▸ **What needs to be done**:
Put the material into a two-column CSV headed text,points, beginning at the line that contains "Where can you see the utility" and continuing through the end of the material. Give each line of text its own row, with the coordinates that follow it in the points column, quote every field, and turn line breaks into spaces. Leave the pictures out.

** Begin Extracted information **

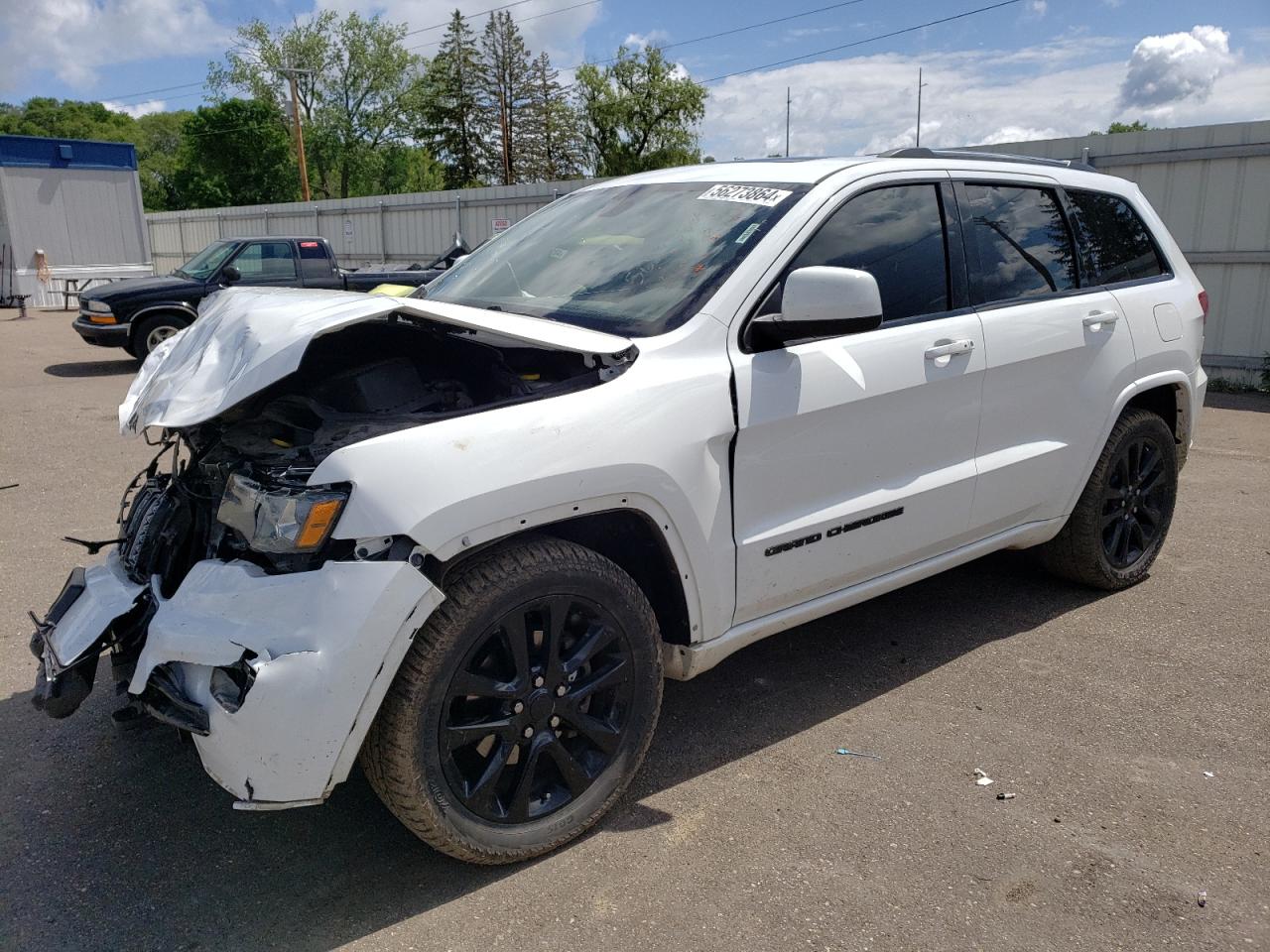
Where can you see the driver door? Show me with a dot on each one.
(855, 454)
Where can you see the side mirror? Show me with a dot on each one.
(818, 302)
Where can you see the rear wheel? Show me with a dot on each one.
(1119, 525)
(524, 707)
(151, 331)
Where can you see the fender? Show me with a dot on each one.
(1187, 407)
(166, 306)
(654, 439)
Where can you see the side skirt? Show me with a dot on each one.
(685, 661)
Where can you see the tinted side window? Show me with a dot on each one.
(897, 235)
(1116, 240)
(264, 261)
(1020, 239)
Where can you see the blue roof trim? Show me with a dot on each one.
(32, 151)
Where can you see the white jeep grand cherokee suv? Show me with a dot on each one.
(462, 538)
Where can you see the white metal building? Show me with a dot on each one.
(70, 216)
(1211, 186)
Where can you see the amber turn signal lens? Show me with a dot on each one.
(320, 518)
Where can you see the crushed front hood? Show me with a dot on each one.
(249, 338)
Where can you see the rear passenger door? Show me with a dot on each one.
(1058, 350)
(270, 262)
(855, 454)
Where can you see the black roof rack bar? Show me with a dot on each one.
(984, 157)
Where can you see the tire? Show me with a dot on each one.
(151, 331)
(1121, 518)
(518, 792)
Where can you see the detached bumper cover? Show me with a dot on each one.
(108, 594)
(322, 648)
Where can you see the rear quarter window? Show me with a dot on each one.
(1118, 245)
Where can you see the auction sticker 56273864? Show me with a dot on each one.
(749, 194)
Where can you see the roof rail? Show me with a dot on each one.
(973, 155)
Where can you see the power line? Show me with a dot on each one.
(861, 42)
(742, 30)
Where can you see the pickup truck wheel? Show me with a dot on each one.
(151, 331)
(1123, 516)
(524, 707)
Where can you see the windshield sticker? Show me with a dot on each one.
(749, 194)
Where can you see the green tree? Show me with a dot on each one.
(68, 118)
(454, 119)
(506, 81)
(553, 149)
(359, 89)
(235, 153)
(159, 137)
(1135, 126)
(640, 112)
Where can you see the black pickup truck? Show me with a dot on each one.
(140, 312)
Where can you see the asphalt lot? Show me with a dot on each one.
(744, 829)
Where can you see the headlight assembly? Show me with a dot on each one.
(278, 520)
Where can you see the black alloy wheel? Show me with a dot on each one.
(524, 706)
(536, 710)
(1134, 503)
(1119, 524)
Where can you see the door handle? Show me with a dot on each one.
(952, 347)
(1101, 317)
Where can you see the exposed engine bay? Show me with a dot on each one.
(353, 385)
(234, 489)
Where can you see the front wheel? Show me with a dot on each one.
(524, 707)
(1119, 525)
(151, 331)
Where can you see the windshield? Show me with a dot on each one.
(627, 259)
(207, 262)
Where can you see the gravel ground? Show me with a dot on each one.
(744, 829)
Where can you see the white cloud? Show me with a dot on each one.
(1175, 66)
(643, 41)
(136, 109)
(869, 104)
(75, 39)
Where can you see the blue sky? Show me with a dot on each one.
(1037, 67)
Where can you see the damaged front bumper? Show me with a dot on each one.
(278, 676)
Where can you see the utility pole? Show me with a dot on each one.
(296, 130)
(786, 122)
(920, 84)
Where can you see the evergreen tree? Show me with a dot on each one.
(554, 144)
(457, 122)
(507, 93)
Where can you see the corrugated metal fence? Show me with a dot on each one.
(363, 231)
(1211, 186)
(1209, 182)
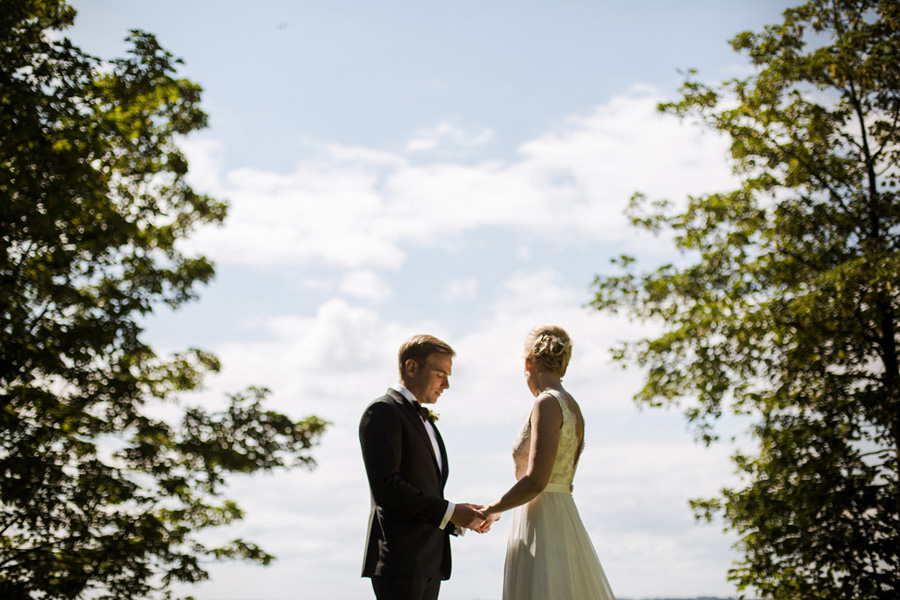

** End Extracted information **

▸ **Response to this task**:
text,points
"Where can you see the utility pole? Show me with a dot on each one.","(296, 130) (786, 122) (920, 84)"
"Where can you see the evergreen tree? Show me with a dot on each one.","(554, 144) (457, 122) (507, 93)"
"Where can you see the corrugated metal fence? Show me with a dot on each one.","(363, 231) (1211, 186) (1209, 182)"